Exercise ▸ Reproduce the items below verbatim, starting at the line containing "Your task is to locate every instance of gauge dial" and ending at the line containing "[177,654,197,688]", both included. Output only those lines.

Items from a box labeling dataset ▸

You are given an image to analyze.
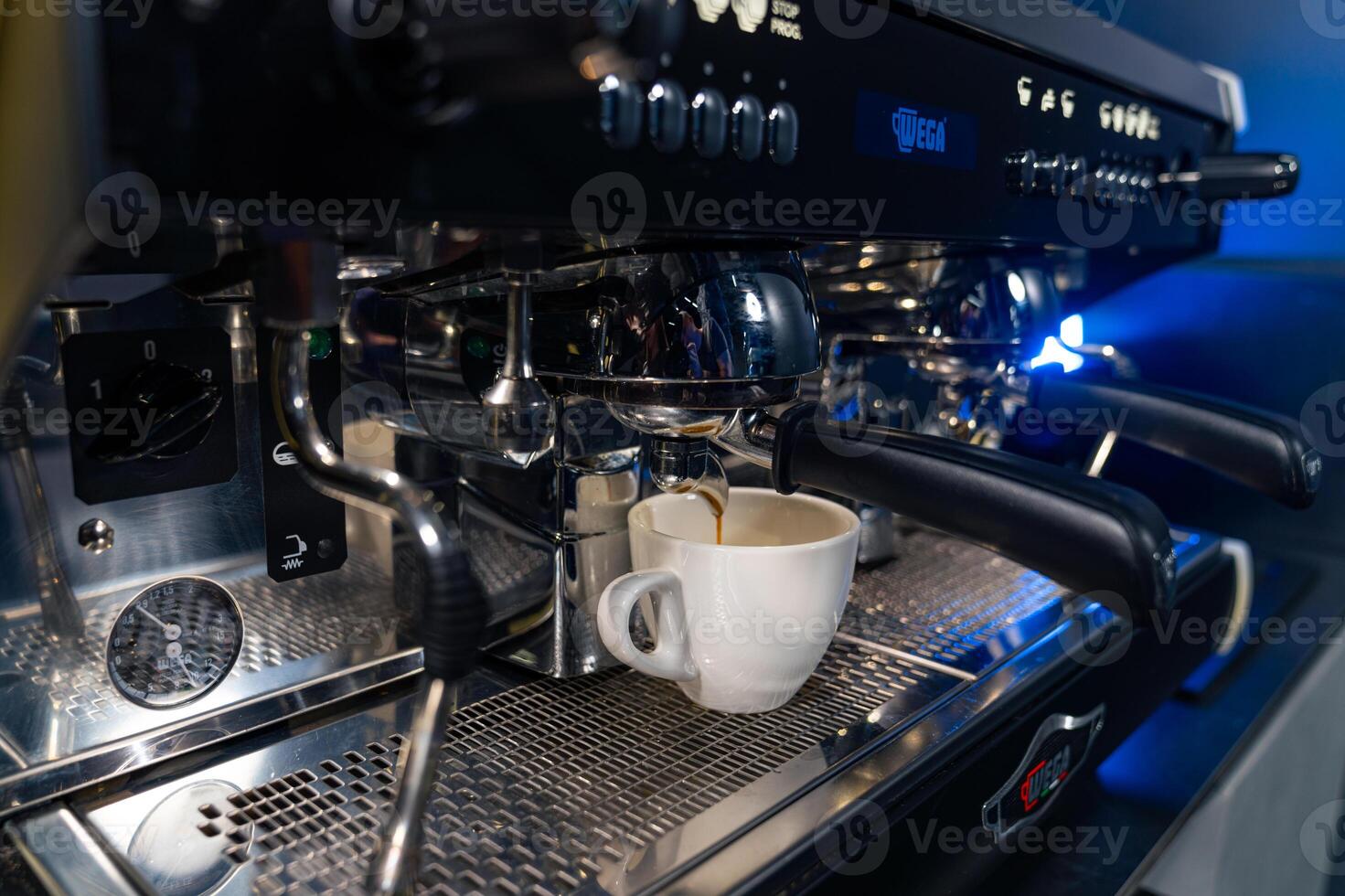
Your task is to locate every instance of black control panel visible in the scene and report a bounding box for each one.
[91,0,1231,254]
[60,327,238,505]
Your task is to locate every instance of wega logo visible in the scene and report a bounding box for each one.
[1019,744,1069,813]
[891,106,948,154]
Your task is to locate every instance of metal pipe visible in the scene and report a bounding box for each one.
[273,330,485,895]
[365,678,459,893]
[0,378,85,637]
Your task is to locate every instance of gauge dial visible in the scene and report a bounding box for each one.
[108,576,243,709]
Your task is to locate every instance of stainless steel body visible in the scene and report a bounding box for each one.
[16,527,1217,893]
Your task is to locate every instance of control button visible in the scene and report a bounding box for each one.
[691,88,729,159]
[766,102,799,165]
[733,93,765,162]
[1037,152,1069,197]
[89,362,223,464]
[1005,149,1037,197]
[1065,156,1088,197]
[597,75,645,149]
[649,78,686,152]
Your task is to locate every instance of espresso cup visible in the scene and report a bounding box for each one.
[597,488,859,713]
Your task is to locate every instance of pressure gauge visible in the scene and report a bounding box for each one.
[108,576,243,709]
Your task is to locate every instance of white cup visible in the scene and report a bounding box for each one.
[597,488,859,713]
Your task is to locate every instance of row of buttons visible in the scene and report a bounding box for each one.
[599,75,799,165]
[1006,149,1157,203]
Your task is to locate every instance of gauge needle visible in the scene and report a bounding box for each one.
[136,604,168,631]
[177,654,197,688]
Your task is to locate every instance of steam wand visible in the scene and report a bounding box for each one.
[272,327,486,895]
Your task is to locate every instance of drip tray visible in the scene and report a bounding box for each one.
[88,643,959,893]
[68,534,1081,895]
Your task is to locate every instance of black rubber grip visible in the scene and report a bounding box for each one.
[416,533,487,681]
[1200,152,1300,200]
[1030,374,1322,508]
[772,403,1176,617]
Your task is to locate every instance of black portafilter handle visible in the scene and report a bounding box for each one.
[771,402,1177,619]
[1177,152,1299,202]
[1029,374,1322,510]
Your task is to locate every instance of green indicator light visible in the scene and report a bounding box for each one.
[466,335,491,359]
[308,327,332,360]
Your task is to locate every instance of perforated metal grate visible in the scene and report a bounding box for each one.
[0,556,398,722]
[197,643,954,893]
[840,531,1069,674]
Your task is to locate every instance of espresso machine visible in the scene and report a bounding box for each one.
[0,0,1321,893]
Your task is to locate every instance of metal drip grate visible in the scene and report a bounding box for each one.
[0,556,398,721]
[197,642,952,895]
[840,531,1069,674]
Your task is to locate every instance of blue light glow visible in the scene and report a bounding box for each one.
[1060,315,1084,348]
[1031,336,1084,373]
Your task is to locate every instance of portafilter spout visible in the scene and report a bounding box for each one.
[648,436,729,517]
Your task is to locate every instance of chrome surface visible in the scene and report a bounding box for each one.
[55,533,1219,893]
[648,436,729,517]
[365,678,457,893]
[452,432,640,677]
[5,440,85,637]
[4,805,143,896]
[343,248,819,676]
[714,409,779,470]
[276,330,475,893]
[482,273,556,465]
[68,533,1172,893]
[839,530,1069,676]
[80,635,956,893]
[660,605,1131,893]
[80,518,117,554]
[403,251,820,389]
[0,554,420,813]
[0,295,265,611]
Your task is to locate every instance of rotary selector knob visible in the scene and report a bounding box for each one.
[89,362,223,464]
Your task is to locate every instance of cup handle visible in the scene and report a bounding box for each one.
[597,569,697,681]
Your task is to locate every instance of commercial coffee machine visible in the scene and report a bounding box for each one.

Task output ▸
Your task is to locate every instance of gauge dial visible in the scene and report a bounding box for each one.
[108,576,243,709]
Your task is to locate every instance of stainless steel body visible in the scene and report a bounding box for each one.
[16,527,1217,893]
Your task is to locate every instance of control button visible in the scene and report a bounding box for each one.
[691,88,729,159]
[766,102,799,165]
[733,93,765,162]
[1037,152,1069,197]
[89,362,223,464]
[1005,149,1037,197]
[1065,156,1088,197]
[597,75,645,149]
[649,78,686,152]
Your task is to locate every instance of espresso cup visible in the scene and report a bounding box for each one.
[597,488,859,713]
Your task is to locate every instance of pressure gauge visible in the scene and report a bounding box for each one.
[108,576,243,709]
Your task is to locate every instance of white cup visible in the scene and report a bounding box for each one.
[597,488,859,713]
Your task is to locate every instance of row of buttons visible in the scene and report a bounding box for each one.
[599,75,799,165]
[1006,149,1157,203]
Your task is to locate every instance of gauge needle visible in the scene and report a bounding box for each one.
[136,604,168,631]
[177,654,197,688]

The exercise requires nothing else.